Task requirements.
(a) Duplicate the passage of the keynote speakers page starting at "Title: Current Challenges" and ending at "tackle these problems.".
(b) Finish out the next part of the EMNLP-IJCNLP 2019 keynote speakers page, picking up after its final sentence.

*** Source text

Keynote Speakers

The following speakers have graciously accepted to give keynotes at EMNLP-IJCNLP 2019.

Meeyoung Cha

Meeyoung Cha
(KAIST)

Title: Current Challenges in Computational Social Science
Abstract: Artificial intelligence (AI) is reshaping business and science. Computational social science is an interdisciplinary field that solves complex societal problems by adopting AI-driven methods, processes, algorithms, and systems on data of various forms. This talk will review some of the latest advances in the research that focuses on fake news and legal liability. I will first discuss the structural, temporal, and linguistic traits of fake news propagation. One emerging challenge here is the increasing use of automated bots to generate and propagate false information. I will also discuss the current issues on the legal liability of AI and robots, particularly on how to regulate them (e.g., moral machine, punishment gap). This talk will suggest new opportunities to tackle these problems.

Bio: Meeyoung Cha is an associate professor at the School of Computing in KAIST. Dr. Cha’s research interests are in analyzing complex network systems, including web and social media. Her research in the field of data science, artificial intelligence, and computational social science has gained more than 12,000 citations based on Google Scholar and has received the best paper awards at ACM IMC and ICWSM. Dr. Cha is currently in the editorial board member of PeerJ and ACM Transactions on Social Computing, and she has served as a program co-chair for ICWSM 2015. Dr. Cha has worked at Facebook’s Data Science Team as a Visiting Professor in 2015-2016. Since 2019, she is jointly affiliated with the Institute for Basic Science (IBS) in Korea as a Chief Investigator.

Kyunghyun Cho

Kyunghyun Cho
(New York University)

Title: Curiosity-driven Journey into Neural Sequence Models
Abstract: In this talk, I take the audience on a tour of my earlier and recent experiences in building neural sequence models. I start from the earlier experience of using a recurrent net for sequence-to-sequence learning and talk about the attention mechanism. I discuss factors behind the success of these earlier approaches, and how these were embraced by the community even before they sota’d. I then move on to more recent research direction in unconventional neural sequence models that automatically learn to decide on the order of generation.

******
*** Provided data

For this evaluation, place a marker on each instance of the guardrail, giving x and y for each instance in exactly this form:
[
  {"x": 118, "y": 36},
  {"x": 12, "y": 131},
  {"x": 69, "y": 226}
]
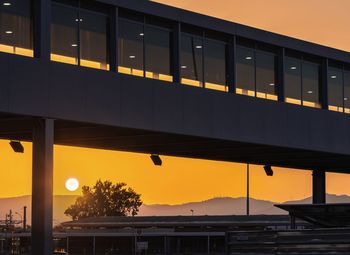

******

Answers to this exercise.
(a)
Title: Current Challenges in Computational Social Science
Abstract: Artificial intelligence (AI) is reshaping business and science. Computational social science is an interdisciplinary field that solves complex societal problems by adopting AI-driven methods, processes, algorithms, and systems on data of various forms. This talk will review some of the latest advances in the research that focuses on fake news and legal liability. I will first discuss the structural, temporal, and linguistic traits of fake news propagation. One emerging challenge here is the increasing use of automated bots to generate and propagate false information. I will also discuss the current issues on the legal liability of AI and robots, particularly on how to regulate them (e.g., moral machine, punishment gap). This talk will suggest new opportunities to tackle these problems.

(b)
Bio: Kyunghyun Cho is an associate professor of computer science and data science at New York University and a research scientist at Facebook AI Research. He was a postdoctoral fellow at University of Montreal until summer 2015 under the supervision of Prof. Yoshua Bengio, and received PhD and MSc degrees from Aalto University early 2014 under the supervision of Prof. Juha Karhunen, Dr. Tapani Raiko and Dr. Alexander Ilin. He tries his best to find a balance among machine learning, natural language processing, and life, but almost always fails to do so.

Noam Slonim

Noam Slonim
(IBM Haifa Research Lab)

Title: Project Debater - how persuasive can a computer be?
Abstract: Project Debater is the first AI system that can meaningfully debate a human opponent. The system, an IBM Grand Challenge, is designed to build coherent, convincing speeches on its own, as well as provide rebuttals to the opponent’s main arguments. In February 2019, Project Debater competed against Harish Natarajan, who holds the world record for most debate victories, in an event held in San Francisco that was broadcasted live world-wide. In this talk I will tell the story of Project Debater, from conception to a climatic final event, describe its underlying technology, and discuss how it can be leveraged for advancing decision making and critical thinking.

Bio: Noam Slonim is a Distinguished Engineer at IBM Research AI. He received his doctorate from the Interdisciplinary Center for Neural Computation at the Hebrew University and held a post-doc position at the Genomics Institute at Princeton University. During his PhD, Noam received the best paper award in UAI and ECIR, and the best presentation award at SIGIR. Noam joined the IBM Haifa Research Lab in 2007, and in 2011 he proposed to develop Project Debater. He has been serving as the Principal Investigator of the project since then. Noam published around 60 peer reviewed articles, focusing on the last few years on advancing the emerging field of Computational Argumentation. Finally, Noam used to have a secondary career as a TV script writer. Coincidentally, or not, in a sitcom he co-created back in 1998, the last episode was focused on competitive debates.